Aim: Count the lines in the following data that contain the word "below". Reply with only the number.

— Begin Data for this exercise —

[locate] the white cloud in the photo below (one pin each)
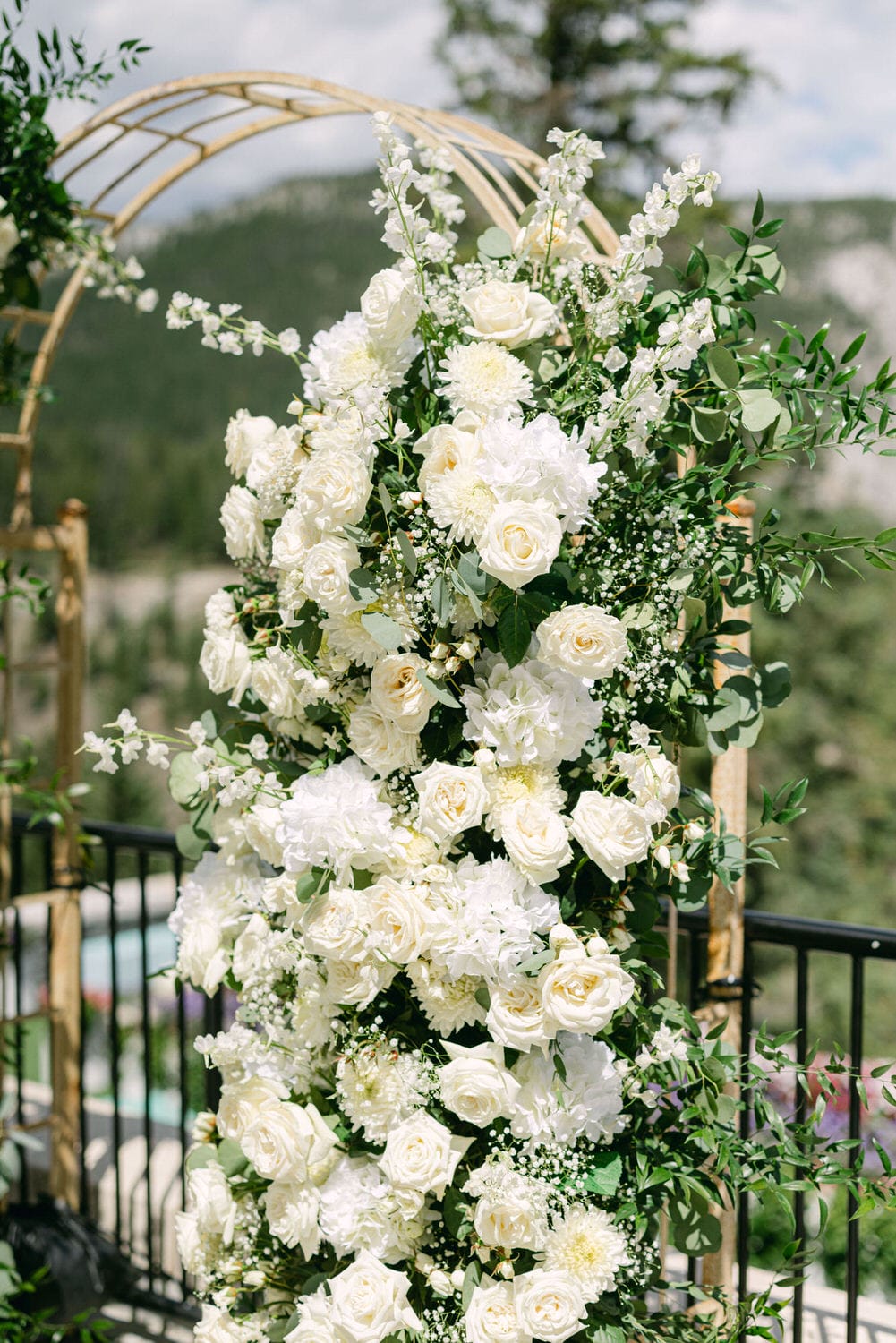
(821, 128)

— End Data for this exercise —
— Begin Data for this exercise —

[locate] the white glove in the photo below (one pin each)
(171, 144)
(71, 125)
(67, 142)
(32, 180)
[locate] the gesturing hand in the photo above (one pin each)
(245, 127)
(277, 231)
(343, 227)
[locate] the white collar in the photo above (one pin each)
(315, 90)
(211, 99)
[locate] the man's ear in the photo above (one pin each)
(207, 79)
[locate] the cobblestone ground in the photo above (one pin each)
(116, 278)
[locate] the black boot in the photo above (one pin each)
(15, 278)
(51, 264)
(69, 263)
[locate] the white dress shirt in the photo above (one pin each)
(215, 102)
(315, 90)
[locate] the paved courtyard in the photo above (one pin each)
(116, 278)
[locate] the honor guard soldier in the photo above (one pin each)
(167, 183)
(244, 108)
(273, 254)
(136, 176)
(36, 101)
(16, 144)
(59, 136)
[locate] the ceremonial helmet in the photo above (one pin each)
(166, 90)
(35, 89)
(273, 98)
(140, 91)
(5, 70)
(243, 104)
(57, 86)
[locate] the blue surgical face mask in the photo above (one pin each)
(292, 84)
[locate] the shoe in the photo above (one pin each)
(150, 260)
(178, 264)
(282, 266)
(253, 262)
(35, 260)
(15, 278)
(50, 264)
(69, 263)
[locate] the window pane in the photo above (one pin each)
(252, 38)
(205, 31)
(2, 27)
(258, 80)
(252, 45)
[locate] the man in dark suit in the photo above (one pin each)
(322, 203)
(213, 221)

— End Data for this exercise —

Result for this task: 2